■ **Assignment**: Once you reach the line containing "person's dark shorts | locate", write out that line and every remaining line of the records exactly.

■ **Available data**:

┌────────

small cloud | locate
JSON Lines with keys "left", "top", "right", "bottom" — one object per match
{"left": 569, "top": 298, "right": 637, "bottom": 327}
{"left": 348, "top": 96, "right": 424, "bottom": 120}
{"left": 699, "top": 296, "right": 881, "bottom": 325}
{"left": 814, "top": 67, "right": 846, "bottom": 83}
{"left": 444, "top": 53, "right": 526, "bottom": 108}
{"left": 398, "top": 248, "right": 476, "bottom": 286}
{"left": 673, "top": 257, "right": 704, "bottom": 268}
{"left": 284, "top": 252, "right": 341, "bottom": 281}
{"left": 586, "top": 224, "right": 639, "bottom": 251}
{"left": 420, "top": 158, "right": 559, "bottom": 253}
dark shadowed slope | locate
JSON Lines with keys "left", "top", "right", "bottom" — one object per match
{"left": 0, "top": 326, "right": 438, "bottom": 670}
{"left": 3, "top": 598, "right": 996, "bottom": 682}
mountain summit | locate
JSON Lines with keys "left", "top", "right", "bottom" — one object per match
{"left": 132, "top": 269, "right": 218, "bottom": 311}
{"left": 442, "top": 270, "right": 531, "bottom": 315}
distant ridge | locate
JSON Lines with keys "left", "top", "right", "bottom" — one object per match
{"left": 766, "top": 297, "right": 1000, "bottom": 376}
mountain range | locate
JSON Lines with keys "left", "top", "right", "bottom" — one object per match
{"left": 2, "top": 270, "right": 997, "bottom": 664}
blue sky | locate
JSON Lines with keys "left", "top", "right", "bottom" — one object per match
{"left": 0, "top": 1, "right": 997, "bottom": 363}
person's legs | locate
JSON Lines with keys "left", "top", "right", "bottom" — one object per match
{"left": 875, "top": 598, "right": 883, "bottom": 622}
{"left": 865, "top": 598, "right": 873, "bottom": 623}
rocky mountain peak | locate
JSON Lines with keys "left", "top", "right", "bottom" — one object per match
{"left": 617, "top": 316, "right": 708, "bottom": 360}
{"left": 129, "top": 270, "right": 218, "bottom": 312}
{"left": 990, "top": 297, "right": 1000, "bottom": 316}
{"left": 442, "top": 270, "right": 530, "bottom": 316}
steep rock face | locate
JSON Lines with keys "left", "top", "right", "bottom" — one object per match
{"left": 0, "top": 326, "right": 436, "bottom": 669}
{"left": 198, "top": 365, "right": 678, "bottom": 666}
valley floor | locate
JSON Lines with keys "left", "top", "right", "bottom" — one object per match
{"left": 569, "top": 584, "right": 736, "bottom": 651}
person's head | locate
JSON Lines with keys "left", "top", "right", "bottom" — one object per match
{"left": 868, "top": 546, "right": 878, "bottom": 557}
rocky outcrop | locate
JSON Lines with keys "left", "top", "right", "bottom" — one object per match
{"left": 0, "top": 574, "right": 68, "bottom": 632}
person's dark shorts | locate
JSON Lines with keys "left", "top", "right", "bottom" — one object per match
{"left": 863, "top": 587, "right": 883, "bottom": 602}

└────────

■ **Reply to the exercise**:
person's dark shorts | locate
JSON Lines with keys "left", "top", "right", "bottom" — one object per match
{"left": 863, "top": 587, "right": 883, "bottom": 602}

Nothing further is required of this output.